**TASK GOAL**
Output every line of the data exactly as it appears.

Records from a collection
## Begin

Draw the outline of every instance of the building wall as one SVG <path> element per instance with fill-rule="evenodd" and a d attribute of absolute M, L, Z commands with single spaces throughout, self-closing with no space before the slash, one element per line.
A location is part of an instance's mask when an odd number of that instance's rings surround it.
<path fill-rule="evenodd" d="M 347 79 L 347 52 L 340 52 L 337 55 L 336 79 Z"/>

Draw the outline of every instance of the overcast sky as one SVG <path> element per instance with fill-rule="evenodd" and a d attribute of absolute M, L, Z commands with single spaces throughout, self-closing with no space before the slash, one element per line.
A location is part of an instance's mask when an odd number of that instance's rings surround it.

## End

**SOLUTION FOR THIS EXERCISE**
Draw the outline of every instance of the building wall as one SVG <path> element per instance with fill-rule="evenodd" and a d attribute of absolute M, L, Z commands with single spaces throughout, self-closing with no space before the slash, one element per line.
A location is part of an instance's mask when an odd number of that instance's rings surround it.
<path fill-rule="evenodd" d="M 347 79 L 347 52 L 340 52 L 337 55 L 336 79 Z"/>

Draw the outline of every instance of the overcast sky as one SVG <path> element per instance with fill-rule="evenodd" and a d attribute of absolute M, L, Z commands with single spaces throughout, self-closing with no space before the slash, one element per line.
A location is part of an instance's mask when an odd number of that instance's rings surround it.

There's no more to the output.